[TASK 1]
Answer these questions about the account of the quarantine on the Friendship Highway:
(a) On which day of the quarantine did the group learn it would be released?
(b) How far did the group still have to travel to reach Lhasa?
(c) What did the group give their main Yeti as a parting gift?
[TASK 2]
Duplicate everything in the account of the quarantine on the Friendship Highway from "We rolled into" down to "in their care.".

[DOCUMENT TEXT]
____
Quarantine On The Friendship Highway, Part V.
Happy days are here again
The skies above are clear again
Let us sing a song of cheer again
Happy days are here again
It was day five, and today we would gain our freedom. The government officials returned in the morning and called the group to the sparse lobby. They informed us that the Italian woman, which we had traveled with over the border into China, was not infected with H1N1. She was enroute to finally join us after five days of quarantine at the hospital. We danced and yelled, hugged each other, and smiled. Even the Yetis got into the action. I am sure they were happy to see us go. But nonetheless hugs and high-fives were passed out liberally. Half us ran to our rooms to maddeningly pack our bags while the other half whipped open the glass doors to smell freedom.
If you need to catch up from the beginning, click here to read Part I.
But here comes the curve ball, the monkey wrench, and the spoke in the wheel. We were free to go, but just not yet. There was going to be an official ceremony sending us on our way.
This delay was actually a major problem. We now had less than 3 days to get to Lhasa, the capital of Tibet. So every hour counted. We had to travel 800 plus km. That might not sound like much but these are not your friendly, local interstates where you are cruising at 130 kph. This tour of Tibet was originally going to be an eight days. Our flight was scheduled for eight days in synch with our Tibetan visa. So there was no wiggle room. We needed to leave Tibet on the 8th day.
We rolled into the narrow, winding street and we explored the world that was so near but unknown to us. We mingled with the townspeople, bumped into our kitchen staff, and joked with the yetis. The ceremony kept on getting pushed back, and our frustration began to grow. Was this another head fake? Maybe we were not going to be released after all.
Finally, in the afternoon, the group stood on the five steps of the entry to the hotel lobby. And this is when things became real surreal.
As we stood on the stairs … the locals gathered around us. In fact, it looked like the entire town. And did I mention there were TV crews. Even the road was blocked. What we learned was this ceremony was being used as a PR vehicle to demonstrate how well the Chinese government safeguarded the foreigners in their care.
And I was soon to learn what a Khata was. A Khata is a traditional ceremonial scarf often used in Tibetan culture. It is given on many occasions bestowing good will on the recipient
One by one, one of the officials presented the captives with the white ceremonial scarf. I bowed my head as she draped the scarf around my neck. In a moment of levity, after she placed the scarf around my neck, I grabbed the official, hugged her and picked up in the air. This elicited some laughter and smiles in the crowds.
We even presented our main Yeti (seen below, the Yeti not clothed in his Hazmat suit) with the DVD player as a parting gift that was purchased to view Weeds during our detention.
The ceremony came to a close. I said my final farewells to Zhangmu. We headed to the cars to leave town. The officials informed us that it was clear sailing ahead of us. There are many check points in Tibet. The officials informed us that they had sent word out to the checkpoints allowing us to pass without delay.
My quarantine in Tibet ranks as one of my most memorable travel experiences. Even today I still feel short changed that I did not get to explore Tibet as the originally intended. Yet, the experiences over my five days of quarantine will stay with me forever. Some of the people I met during those days are still my good friends today. I have had reunions with some of them on three different continents over the ensuing years.
Quarantine On The Friendship Highway, Part V.
____
[SUPPLIED ENTRIES]
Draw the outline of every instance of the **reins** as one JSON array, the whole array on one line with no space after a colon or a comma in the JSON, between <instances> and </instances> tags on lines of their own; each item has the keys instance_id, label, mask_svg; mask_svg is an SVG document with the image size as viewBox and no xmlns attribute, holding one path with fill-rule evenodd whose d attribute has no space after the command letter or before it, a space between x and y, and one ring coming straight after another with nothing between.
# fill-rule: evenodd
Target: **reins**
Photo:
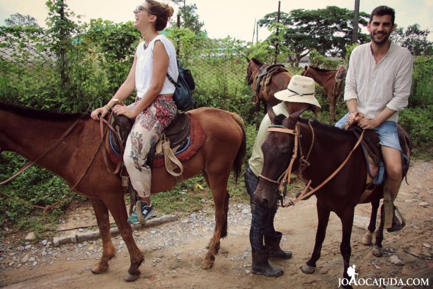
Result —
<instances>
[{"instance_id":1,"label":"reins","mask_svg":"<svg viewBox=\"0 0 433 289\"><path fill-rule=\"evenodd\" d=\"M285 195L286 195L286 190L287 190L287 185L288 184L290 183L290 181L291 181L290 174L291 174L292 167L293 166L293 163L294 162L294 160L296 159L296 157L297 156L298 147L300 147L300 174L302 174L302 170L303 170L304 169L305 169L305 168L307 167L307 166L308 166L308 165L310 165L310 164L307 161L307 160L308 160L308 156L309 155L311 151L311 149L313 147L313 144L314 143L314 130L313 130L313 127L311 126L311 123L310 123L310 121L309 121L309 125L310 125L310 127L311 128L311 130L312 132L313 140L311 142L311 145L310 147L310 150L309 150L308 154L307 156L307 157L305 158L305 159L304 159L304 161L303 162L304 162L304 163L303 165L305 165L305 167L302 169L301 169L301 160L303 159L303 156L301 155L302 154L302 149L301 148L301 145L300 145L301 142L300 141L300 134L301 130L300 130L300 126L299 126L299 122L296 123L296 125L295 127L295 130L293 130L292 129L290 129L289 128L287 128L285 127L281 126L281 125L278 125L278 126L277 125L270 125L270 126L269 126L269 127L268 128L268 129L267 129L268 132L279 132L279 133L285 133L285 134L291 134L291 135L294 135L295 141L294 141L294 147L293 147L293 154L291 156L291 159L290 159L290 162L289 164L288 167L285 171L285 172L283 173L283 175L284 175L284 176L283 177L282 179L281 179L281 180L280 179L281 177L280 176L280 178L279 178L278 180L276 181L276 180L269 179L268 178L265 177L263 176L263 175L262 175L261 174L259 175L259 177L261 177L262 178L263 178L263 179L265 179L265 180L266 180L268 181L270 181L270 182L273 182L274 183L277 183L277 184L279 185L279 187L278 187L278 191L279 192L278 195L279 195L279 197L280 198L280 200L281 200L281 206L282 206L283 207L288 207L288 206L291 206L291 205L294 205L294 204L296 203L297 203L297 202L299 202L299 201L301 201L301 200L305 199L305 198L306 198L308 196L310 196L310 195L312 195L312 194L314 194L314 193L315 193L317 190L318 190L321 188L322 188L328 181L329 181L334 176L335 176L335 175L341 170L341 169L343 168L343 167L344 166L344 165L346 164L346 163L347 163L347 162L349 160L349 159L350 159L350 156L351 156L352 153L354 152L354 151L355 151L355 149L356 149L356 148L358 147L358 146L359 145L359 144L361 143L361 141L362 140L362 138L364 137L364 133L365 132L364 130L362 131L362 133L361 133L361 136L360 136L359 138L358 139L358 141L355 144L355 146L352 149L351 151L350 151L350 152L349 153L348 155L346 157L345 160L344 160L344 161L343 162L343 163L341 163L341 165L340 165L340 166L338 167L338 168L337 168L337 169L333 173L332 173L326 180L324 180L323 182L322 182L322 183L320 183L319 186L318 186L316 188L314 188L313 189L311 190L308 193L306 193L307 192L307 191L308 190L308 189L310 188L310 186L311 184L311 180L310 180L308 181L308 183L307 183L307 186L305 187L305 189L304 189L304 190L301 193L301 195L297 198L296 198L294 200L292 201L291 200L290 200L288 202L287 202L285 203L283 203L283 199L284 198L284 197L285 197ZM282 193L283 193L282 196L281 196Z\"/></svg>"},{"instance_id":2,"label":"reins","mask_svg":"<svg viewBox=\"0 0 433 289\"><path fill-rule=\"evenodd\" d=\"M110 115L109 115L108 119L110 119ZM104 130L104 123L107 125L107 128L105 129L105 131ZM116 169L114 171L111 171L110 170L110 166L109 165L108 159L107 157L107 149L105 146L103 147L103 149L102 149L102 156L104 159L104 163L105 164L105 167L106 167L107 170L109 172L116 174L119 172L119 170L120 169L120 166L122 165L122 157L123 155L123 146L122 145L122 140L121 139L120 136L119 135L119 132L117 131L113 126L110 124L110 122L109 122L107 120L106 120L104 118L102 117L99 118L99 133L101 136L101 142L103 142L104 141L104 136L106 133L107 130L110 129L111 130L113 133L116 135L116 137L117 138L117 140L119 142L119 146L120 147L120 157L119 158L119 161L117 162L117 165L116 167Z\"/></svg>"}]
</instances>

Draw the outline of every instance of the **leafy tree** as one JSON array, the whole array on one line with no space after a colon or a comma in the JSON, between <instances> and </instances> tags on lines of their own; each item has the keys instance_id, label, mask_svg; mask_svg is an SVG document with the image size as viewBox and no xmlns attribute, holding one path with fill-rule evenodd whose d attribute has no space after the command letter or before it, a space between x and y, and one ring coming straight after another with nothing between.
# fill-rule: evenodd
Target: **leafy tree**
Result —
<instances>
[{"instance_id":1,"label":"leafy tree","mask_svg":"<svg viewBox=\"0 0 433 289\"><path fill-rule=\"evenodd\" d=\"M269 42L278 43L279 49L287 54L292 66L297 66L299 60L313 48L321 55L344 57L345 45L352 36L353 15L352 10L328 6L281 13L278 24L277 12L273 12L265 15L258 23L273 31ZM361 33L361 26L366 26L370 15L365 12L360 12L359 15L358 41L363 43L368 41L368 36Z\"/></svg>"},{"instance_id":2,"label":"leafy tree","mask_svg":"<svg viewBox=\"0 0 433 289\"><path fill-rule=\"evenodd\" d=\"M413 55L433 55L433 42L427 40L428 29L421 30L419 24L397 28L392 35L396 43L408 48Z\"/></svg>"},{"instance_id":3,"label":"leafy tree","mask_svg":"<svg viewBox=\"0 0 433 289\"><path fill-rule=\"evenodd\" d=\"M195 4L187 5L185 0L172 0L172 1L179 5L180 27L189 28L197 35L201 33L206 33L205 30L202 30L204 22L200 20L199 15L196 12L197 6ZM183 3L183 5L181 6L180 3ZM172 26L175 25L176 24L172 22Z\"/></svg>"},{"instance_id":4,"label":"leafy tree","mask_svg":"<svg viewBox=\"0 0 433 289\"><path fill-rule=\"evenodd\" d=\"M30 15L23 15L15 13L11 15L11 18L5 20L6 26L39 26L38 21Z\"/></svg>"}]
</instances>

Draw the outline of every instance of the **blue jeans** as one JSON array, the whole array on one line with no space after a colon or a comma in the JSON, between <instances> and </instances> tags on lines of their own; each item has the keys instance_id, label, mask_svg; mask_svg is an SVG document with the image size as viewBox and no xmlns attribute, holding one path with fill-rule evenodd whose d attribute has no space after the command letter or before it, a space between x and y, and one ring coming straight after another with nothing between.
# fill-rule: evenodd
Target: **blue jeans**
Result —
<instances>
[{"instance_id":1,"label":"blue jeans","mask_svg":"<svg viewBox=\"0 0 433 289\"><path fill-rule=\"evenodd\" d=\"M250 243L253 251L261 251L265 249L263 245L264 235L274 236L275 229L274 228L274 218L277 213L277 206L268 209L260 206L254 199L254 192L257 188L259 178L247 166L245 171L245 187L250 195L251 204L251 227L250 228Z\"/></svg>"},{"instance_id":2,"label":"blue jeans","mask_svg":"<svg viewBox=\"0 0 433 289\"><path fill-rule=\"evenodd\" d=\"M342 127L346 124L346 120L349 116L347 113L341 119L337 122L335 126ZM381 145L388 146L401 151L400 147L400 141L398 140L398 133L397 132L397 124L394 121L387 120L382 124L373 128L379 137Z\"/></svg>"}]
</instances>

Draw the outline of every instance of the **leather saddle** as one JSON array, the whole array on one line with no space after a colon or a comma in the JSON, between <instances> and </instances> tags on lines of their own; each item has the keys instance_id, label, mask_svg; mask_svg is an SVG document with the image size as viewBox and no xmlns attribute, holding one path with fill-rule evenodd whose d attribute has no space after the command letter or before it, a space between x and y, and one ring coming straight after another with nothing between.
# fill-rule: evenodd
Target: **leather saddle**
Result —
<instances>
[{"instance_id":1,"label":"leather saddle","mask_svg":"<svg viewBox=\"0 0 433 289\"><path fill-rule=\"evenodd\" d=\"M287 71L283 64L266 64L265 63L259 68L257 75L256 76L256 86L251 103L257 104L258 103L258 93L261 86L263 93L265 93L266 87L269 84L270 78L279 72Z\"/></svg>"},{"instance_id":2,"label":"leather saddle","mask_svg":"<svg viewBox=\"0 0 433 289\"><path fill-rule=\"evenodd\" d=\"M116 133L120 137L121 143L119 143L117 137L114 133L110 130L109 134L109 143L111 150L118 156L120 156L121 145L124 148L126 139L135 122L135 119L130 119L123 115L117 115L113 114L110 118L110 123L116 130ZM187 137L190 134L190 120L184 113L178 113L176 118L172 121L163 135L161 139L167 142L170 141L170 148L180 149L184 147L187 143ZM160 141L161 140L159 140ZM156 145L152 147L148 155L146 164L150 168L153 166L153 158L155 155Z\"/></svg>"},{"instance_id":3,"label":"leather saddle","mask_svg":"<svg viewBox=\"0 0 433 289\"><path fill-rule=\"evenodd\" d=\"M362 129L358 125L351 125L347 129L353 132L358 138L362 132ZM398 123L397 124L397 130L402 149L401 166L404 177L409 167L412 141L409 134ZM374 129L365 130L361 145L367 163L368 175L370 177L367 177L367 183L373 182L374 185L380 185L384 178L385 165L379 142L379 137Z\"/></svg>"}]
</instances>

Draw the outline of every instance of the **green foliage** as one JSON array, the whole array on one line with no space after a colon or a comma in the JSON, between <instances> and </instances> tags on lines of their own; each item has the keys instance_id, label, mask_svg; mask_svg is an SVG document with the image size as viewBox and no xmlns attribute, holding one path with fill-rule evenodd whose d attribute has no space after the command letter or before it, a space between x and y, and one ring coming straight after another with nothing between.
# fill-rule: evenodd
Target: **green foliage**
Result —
____
[TASK OUTPUT 1]
(a) Day five.
(b) 800 plus km.
(c) The DVD player bought to view Weeds during their detention.

[TASK OUTPUT 2]
We rolled into the narrow, winding street and we explored the world that was so near but unknown to us. We mingled with the townspeople, bumped into our kitchen staff, and joked with the yetis. The ceremony kept on getting pushed back, and our frustration began to grow. Was this another head fake? Maybe we were not going to be released after all.
Finally, in the afternoon, the group stood on the five steps of the entry to the hotel lobby. And this is when things became real surreal.
As we stood on the stairs … the locals gathered around us. In fact, it looked like the entire town. And did I mention there were TV crews. Even the road was blocked. What we learned was this ceremony was being used as a PR vehicle to demonstrate how well the Chinese government safeguarded the foreigners in their care.